▶ [Source document]:
= = =

Source: Carnegie
Reprinted With Permission from The Times,
October 13, 2001.
A GRIM logic is now at work in Afghanistan, as it was previously in Kosovo,
Croatia and Bosnia.
This logic dictates that if the US and its allies use air power in support of
local forces without deploying Western ground troops, then those local forces
are likely to have a free hand that may allow them to commit atrocities against
local civilians and to dominate the postwar order.
In the former Yugoslavia, this led to the ethnic cleansing of local minorities and the ascendancy to power of extremely undesirable elements.
In Afghanistan, US and British air power is working to the advantage of the anti-Taleban Northern Alliance and this could pose severe dangers for the long-term success of the allied operation to eliminate the whole of Afghanistan as a potential haven for international terrorists. For part of the Alliance has a record of massacres equal to that of the Taleban and a record of rape and looting which is worse.
My conversations with Afghans in Peshawar have made it clear that a large proportion of Pashtuns, Afghanistan’s largest single ethnic group, see the Northern Alliance as an ethnic minority force with a strong anti-Pashtun bias.
The Mujahidin Government which ruled Afghanistan between 1992 and 1996 — from which the Alliance forces largely descend — was crippled by its crimes, incompetence, bitter internal feuding and limited ethnic base. This failure opened the way for the Taleban to seize power, drawing on Pashtun resentment, religious fanaticism and the promise of a restoration of order.
The entire spectrum of Pashtun Afghan opinion which I have encountered is unanimous that rapid advances by the Alliance deep into Pashtun territory could lead to a big swing of Pashtun support to the Taleban. Above all, they say, it is crucial that the US and Britain discourage the Alliance from trying to seize Kabul. If Alliance forces move against Mazar-i Sharif in the north, and Herat in the west, there will still be Pashtun disquiet, but probably not to nearly the same degree as if Kabul is attacked.
If Alliance forces do attack Kabul, almost all the likely outcomes look bad. If they storm the city, many Pashtuns would be outraged, both by the loss of the capital and by the likely casualties and atrocities. If the Alliance failed, this would be a major victory for the Taleban.

= = =

▶ [Material provided]:
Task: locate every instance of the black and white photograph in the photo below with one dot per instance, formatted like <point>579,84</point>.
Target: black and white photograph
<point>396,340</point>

= = =

▶ [Do this]:
Do statements (a), (b) and (c) agree with the Afghanistan article above? Answer yes or no for each, and quote the words from the article that decide it.
(a) The Mujahidin Government ruled Afghanistan from 1992 to 1996.
(b) Pashtun opinion is divided on whether rapid Alliance advances into Pashtun territory could shift support to the Taleban.
(c) An Alliance move against Mazar-i Sharif would cause as much Pashtun disquiet as an attack on Kabul.

▶ [Response to the task]:
(a) Yes: "The Mujahidin Government which ruled Afghanistan between 1992 and 1996"
(b) No: "The entire spectrum of Pashtun Afghan opinion which I have encountered is unanimous"
(c) No: "there will still be Pashtun disquiet, but probably not to nearly the same degree as if Kabul is attacked"